→ **Условие задачи**
Назовите цель, которую, согласно фрагменту о партпроверке оппозиционеров, преследовало рассмотрение «я» обвиняемых.

Так как объектом рассмотрения со стороны партпроверки было «я» оппозиционера, то все, что он говорил, он начала и до конца, подлежало интерпретации. Представим себе обвиняемого, который отрицал любую вину, утверждая, что он вел себя во время дискуссии безупречно. Сразу же напрашивались две взаимоисключающие интерпретации: перед ячейкой стоит надежный большевик, который только хотел разобраться в спорных вопросах, или же симулянт, пытающийся скрыть свои козни. А теперь представим себе партийца, который признается в тяжких грехах: он хвалил Кутузова, раздавал нелегальную литературу, участвовал в подполье. И в этом случае был выбор между двумя интерпретациями: речь могла идти о неисправимом фракционере, который к тому же не стыдился содеянного, или же о перестроившемся товарище, признания которого доказывали его способность выйти из любого переплета. Никто не мог претендовать на безошибочный диагноз. К какому-то заключению нужно было прийти, но улики не могли окончательно установить, кто был исправим, а кто потерян для партии.
Целью рассмотрения «я» обвиняемых было отделить оформившихся оппозиционеров от тех, кто только сомневается. Бесспорно, нежелательное психологическое состояние, сомнение сами по себе преступлением не являлись. Оппозиционность же была делом убеждений. Сомнение означало невыдержанность, упадок коммунистического сознания и могло быть быстро устранено разъяснениями товарищей или проработкой партийных материалов. «Инакомыслие» же было необратимым состоянием ума – а потому и безнадежным.

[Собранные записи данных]
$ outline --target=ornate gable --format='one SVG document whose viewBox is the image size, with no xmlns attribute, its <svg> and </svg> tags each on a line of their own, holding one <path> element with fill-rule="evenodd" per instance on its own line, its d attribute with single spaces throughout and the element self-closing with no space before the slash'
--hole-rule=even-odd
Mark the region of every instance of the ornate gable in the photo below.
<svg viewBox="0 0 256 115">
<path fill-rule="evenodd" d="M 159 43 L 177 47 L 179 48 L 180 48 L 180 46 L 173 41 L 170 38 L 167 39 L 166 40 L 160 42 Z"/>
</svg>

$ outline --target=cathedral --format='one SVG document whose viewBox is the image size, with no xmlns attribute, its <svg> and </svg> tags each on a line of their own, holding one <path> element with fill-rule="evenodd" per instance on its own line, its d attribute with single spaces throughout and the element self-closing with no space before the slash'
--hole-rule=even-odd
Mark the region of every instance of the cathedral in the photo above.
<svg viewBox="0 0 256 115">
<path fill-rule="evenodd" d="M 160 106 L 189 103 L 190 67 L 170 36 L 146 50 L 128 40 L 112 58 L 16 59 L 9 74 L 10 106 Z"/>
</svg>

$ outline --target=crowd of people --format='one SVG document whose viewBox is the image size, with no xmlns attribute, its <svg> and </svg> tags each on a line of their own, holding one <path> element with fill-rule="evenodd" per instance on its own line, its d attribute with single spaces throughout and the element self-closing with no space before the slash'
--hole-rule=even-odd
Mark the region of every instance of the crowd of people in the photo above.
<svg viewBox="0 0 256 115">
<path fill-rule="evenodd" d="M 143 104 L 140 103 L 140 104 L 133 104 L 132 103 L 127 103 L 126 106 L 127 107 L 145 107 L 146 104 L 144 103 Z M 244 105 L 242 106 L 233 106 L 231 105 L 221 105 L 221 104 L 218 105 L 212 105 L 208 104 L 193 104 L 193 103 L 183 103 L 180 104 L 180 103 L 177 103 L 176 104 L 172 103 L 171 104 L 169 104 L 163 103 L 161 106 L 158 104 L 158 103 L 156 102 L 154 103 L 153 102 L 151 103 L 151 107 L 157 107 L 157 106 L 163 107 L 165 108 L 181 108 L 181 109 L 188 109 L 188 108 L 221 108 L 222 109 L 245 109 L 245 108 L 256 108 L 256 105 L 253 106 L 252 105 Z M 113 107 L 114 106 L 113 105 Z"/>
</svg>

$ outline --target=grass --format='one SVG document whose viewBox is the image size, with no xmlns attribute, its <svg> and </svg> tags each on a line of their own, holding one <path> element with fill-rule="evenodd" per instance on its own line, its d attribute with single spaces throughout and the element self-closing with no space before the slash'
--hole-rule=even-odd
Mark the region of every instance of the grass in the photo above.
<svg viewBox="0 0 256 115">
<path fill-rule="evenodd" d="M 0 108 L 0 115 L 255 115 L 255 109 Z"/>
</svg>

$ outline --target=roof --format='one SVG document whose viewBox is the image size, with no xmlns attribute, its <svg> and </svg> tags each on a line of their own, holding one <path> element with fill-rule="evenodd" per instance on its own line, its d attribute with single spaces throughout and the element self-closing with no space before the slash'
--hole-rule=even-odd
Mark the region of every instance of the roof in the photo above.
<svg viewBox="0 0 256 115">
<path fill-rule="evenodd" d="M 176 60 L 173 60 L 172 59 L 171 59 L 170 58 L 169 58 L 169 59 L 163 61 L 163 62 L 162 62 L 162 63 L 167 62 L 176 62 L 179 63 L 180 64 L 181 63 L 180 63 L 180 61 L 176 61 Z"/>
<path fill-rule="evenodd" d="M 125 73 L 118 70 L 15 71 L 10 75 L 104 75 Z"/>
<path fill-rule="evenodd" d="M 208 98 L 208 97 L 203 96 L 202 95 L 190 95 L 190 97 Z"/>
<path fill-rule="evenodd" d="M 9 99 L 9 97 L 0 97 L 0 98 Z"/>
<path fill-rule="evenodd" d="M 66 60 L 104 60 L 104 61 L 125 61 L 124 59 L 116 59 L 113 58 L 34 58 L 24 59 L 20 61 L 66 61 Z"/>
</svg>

→ **Ответ к заданию**
Отделить оформившихся оппозиционеров от тех, кто только сомневается.